(SHORT PROBLEM)
Pull out every line in the rows below that contains the string "hair", and copy each one in full.

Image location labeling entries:
/---
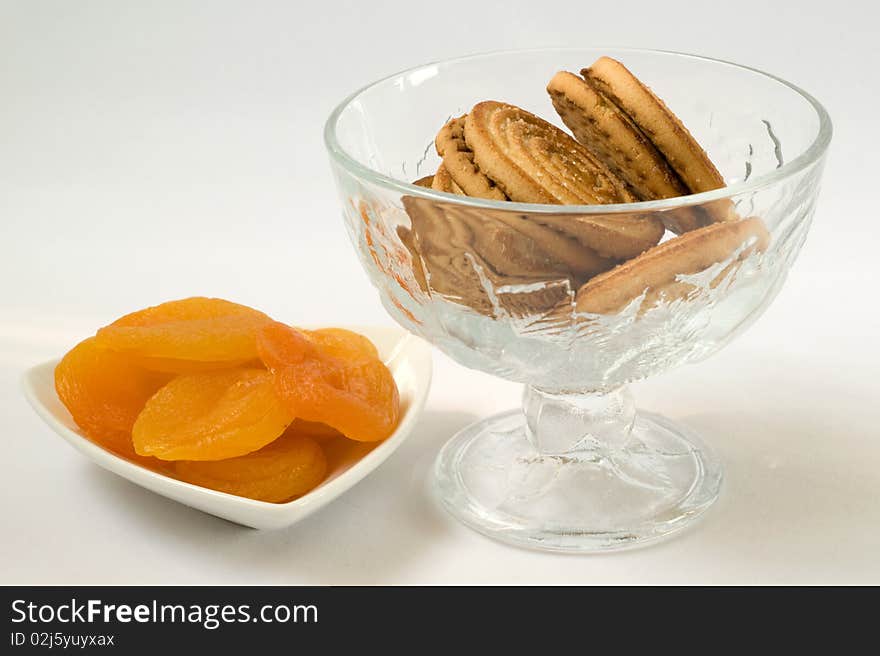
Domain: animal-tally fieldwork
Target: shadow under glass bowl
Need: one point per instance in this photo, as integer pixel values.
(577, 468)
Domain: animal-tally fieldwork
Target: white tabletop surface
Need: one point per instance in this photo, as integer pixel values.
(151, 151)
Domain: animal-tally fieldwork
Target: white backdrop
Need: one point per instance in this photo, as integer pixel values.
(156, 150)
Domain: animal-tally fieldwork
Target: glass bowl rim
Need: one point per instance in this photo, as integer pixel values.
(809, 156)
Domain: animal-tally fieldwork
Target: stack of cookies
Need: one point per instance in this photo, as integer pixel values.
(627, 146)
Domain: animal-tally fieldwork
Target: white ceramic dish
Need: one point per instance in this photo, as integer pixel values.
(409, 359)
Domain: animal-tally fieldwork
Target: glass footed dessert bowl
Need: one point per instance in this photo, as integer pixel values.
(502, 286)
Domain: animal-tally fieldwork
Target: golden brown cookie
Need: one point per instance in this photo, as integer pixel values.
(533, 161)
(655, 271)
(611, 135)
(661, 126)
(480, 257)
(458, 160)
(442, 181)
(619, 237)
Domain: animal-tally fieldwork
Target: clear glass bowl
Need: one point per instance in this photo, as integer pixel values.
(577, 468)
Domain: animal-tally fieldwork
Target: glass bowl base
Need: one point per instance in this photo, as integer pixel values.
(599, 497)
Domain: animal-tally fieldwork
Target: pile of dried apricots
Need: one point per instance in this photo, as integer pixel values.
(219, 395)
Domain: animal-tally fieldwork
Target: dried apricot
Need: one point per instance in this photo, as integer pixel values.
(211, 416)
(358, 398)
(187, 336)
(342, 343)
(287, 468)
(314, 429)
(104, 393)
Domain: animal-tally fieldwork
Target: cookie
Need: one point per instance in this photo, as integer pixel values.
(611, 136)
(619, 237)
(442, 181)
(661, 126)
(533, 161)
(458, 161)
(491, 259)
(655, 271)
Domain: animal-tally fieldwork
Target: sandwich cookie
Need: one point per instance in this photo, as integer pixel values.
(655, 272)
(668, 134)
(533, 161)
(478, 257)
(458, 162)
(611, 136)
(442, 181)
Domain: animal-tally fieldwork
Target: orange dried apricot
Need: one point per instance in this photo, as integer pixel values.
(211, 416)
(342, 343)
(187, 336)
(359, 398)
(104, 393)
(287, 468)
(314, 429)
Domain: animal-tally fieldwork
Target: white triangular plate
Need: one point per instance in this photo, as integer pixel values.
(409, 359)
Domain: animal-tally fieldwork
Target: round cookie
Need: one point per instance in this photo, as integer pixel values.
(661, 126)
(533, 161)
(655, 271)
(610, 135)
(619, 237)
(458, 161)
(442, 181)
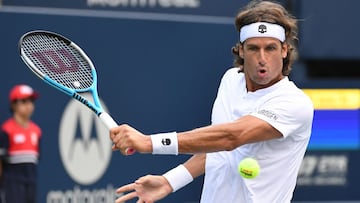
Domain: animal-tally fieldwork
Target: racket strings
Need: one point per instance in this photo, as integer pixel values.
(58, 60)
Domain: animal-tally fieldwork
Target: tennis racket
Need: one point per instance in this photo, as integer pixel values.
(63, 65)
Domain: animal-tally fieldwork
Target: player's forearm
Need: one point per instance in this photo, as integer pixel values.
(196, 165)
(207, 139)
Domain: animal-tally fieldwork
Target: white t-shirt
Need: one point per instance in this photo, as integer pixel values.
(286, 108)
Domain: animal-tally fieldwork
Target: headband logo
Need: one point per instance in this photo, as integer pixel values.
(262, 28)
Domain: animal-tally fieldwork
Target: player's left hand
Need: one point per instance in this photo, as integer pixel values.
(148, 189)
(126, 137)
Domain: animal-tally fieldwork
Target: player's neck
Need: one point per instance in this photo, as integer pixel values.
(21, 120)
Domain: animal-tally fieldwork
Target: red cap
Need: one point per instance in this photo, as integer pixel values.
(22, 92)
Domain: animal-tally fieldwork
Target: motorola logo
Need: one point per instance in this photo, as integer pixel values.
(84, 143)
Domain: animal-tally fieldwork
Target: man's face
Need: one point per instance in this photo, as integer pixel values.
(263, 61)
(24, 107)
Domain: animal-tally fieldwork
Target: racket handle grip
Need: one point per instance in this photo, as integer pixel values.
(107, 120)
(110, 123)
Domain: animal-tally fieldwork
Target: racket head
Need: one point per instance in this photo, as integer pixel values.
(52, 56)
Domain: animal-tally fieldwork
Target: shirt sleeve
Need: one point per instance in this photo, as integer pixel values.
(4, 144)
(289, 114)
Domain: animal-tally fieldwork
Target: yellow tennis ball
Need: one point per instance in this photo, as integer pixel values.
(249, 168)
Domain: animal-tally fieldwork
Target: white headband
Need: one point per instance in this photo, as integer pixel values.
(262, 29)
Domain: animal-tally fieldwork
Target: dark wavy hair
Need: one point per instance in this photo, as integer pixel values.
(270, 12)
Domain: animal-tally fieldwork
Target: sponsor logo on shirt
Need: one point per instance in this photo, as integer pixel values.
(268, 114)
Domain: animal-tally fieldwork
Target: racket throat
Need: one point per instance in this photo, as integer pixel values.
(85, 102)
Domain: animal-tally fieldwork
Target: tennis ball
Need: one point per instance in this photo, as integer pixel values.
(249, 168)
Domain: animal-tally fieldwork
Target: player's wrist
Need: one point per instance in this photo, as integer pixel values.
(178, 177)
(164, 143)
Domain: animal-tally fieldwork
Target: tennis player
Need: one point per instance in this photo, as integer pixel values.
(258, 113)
\---
/---
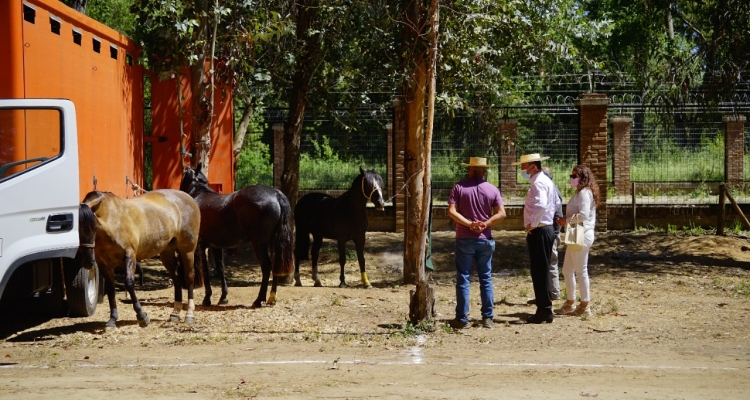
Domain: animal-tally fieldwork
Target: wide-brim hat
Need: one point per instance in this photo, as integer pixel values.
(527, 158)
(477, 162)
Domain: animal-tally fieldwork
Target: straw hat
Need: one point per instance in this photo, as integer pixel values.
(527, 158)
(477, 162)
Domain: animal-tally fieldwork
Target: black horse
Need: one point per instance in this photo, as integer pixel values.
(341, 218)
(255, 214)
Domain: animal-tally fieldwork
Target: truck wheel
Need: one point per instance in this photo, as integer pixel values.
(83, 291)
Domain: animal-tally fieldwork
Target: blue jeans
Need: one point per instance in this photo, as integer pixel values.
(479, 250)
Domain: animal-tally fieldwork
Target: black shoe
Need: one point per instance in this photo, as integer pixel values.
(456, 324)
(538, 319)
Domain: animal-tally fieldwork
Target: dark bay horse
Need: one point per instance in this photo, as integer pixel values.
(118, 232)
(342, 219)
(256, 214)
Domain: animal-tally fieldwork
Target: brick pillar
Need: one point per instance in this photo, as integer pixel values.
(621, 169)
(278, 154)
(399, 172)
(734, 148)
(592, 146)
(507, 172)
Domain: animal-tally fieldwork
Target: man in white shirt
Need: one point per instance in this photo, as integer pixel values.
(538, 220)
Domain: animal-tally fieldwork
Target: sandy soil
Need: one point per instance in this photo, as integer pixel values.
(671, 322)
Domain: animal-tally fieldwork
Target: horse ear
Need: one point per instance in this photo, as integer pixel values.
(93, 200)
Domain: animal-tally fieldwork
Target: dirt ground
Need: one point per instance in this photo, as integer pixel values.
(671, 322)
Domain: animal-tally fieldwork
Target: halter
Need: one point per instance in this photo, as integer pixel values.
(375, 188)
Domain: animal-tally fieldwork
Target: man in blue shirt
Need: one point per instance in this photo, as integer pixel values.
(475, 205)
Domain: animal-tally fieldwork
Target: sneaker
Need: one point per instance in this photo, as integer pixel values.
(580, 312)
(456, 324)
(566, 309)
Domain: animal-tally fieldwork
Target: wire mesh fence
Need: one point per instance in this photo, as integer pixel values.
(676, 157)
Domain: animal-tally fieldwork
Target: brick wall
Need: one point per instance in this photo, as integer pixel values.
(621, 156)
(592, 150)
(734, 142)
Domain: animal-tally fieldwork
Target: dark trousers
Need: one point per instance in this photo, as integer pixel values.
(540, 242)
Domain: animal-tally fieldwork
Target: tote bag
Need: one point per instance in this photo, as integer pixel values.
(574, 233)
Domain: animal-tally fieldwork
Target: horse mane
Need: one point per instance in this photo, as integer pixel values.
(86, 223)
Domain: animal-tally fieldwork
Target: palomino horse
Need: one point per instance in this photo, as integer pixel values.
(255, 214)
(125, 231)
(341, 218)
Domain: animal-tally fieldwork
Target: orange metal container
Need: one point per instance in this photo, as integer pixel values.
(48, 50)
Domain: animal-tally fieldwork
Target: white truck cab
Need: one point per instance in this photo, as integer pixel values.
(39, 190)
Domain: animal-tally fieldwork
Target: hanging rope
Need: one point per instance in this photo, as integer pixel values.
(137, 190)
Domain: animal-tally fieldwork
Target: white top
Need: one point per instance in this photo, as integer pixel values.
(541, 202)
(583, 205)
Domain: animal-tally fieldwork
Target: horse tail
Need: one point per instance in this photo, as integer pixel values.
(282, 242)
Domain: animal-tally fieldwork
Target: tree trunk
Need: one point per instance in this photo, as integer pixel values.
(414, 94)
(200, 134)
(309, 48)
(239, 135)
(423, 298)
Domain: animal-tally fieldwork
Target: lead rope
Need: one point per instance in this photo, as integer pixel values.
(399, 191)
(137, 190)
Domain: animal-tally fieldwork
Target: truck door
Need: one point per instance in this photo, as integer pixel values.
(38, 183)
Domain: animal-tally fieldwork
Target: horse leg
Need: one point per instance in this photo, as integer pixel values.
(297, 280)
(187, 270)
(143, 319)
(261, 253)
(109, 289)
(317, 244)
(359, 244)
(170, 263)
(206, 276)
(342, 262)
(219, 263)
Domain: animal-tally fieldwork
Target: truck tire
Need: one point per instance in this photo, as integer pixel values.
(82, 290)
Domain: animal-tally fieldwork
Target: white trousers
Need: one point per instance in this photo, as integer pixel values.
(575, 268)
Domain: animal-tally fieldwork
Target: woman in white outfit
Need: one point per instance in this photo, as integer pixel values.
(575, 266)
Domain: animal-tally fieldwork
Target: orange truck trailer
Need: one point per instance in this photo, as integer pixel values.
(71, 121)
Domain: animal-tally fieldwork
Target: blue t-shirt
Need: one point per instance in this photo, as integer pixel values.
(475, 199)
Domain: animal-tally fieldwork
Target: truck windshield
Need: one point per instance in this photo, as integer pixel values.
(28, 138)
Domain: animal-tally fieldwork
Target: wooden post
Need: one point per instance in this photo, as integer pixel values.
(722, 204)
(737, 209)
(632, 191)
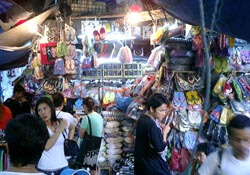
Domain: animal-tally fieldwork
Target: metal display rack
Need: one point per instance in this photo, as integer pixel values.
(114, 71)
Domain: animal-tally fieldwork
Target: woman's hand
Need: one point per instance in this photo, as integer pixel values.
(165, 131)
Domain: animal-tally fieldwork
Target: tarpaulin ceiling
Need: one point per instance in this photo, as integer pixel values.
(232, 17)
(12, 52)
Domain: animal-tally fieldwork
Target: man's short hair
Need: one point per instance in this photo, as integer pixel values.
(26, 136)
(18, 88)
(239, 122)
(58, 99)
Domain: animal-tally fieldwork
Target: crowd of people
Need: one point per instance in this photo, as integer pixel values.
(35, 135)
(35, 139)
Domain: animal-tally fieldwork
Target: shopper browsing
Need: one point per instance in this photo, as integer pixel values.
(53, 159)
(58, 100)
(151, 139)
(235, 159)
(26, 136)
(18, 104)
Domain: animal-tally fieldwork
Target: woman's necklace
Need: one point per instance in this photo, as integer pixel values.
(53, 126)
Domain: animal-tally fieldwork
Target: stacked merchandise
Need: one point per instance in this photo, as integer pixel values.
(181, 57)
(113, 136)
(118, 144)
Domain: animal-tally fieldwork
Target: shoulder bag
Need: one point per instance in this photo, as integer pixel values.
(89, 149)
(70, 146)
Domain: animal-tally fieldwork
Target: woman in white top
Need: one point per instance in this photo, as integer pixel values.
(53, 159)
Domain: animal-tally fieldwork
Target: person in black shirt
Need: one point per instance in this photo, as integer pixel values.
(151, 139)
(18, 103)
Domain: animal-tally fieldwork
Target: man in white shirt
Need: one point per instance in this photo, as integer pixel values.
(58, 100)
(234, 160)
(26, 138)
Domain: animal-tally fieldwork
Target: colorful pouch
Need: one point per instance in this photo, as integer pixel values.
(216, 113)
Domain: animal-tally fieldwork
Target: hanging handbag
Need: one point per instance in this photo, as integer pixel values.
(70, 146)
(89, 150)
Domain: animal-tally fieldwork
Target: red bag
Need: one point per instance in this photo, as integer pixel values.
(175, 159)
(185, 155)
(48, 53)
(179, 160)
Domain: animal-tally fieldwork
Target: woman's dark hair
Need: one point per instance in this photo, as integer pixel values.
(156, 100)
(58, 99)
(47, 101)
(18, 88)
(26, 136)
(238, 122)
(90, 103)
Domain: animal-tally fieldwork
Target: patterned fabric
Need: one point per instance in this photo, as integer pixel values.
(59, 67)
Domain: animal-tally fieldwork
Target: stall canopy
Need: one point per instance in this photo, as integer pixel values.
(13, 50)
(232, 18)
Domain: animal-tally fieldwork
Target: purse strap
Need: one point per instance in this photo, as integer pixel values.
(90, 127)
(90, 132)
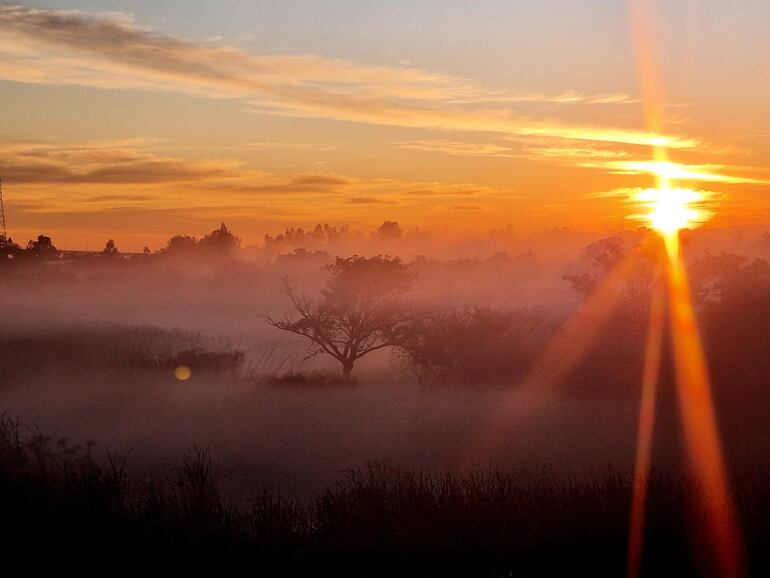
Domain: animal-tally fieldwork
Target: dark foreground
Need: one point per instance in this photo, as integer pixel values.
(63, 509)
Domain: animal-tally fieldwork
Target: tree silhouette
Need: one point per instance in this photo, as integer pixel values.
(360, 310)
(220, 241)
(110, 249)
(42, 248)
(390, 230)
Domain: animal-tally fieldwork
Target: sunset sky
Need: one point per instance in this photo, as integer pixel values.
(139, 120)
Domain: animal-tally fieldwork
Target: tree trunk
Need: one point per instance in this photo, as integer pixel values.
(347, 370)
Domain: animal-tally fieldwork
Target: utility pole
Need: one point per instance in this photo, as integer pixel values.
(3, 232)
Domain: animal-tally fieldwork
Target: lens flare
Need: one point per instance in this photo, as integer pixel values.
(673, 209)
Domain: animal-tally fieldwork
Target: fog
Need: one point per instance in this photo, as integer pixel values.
\---
/---
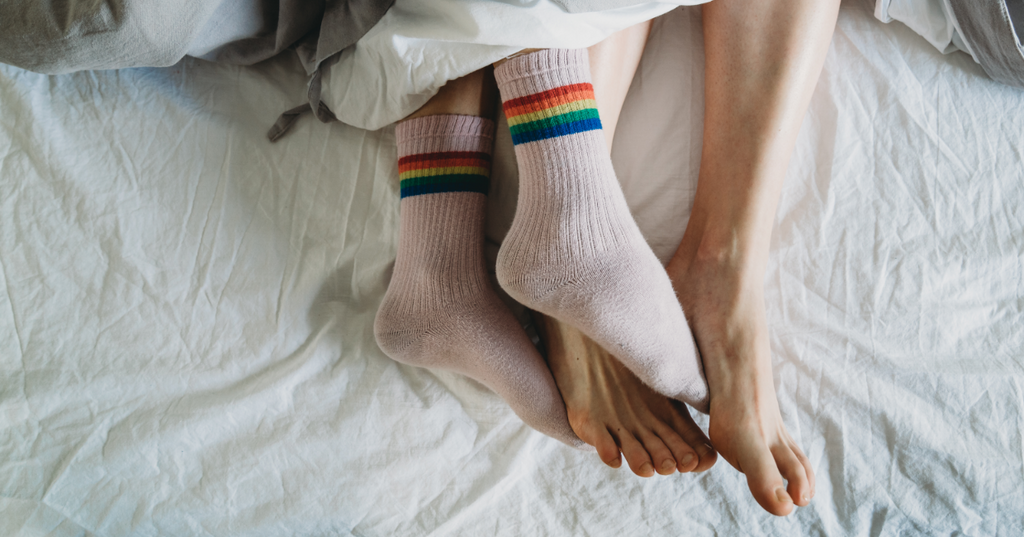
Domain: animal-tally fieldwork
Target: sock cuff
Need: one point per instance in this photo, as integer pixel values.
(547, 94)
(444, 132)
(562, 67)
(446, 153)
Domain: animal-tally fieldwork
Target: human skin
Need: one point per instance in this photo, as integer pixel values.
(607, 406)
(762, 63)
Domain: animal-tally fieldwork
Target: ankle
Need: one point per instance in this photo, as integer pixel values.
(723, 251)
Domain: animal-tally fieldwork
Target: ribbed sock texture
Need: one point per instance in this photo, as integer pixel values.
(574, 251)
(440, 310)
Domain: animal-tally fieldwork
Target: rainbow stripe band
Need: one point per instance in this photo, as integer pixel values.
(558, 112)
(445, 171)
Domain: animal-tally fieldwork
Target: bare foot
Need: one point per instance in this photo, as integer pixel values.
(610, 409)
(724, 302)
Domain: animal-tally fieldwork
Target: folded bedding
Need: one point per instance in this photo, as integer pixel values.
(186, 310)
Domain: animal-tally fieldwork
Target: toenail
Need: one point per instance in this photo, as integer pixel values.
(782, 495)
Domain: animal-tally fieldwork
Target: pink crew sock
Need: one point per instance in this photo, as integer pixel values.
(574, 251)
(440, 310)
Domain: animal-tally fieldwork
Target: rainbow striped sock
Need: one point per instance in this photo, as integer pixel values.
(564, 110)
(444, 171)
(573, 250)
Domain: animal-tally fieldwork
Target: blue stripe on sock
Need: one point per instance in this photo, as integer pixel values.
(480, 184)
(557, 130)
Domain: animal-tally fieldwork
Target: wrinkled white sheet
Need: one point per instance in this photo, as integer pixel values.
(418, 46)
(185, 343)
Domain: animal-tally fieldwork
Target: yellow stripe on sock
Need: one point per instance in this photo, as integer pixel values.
\---
(SOLUTION FOR THIS TASK)
Target: dark wavy hair
Target: man's short hair
Target: woman's dark hair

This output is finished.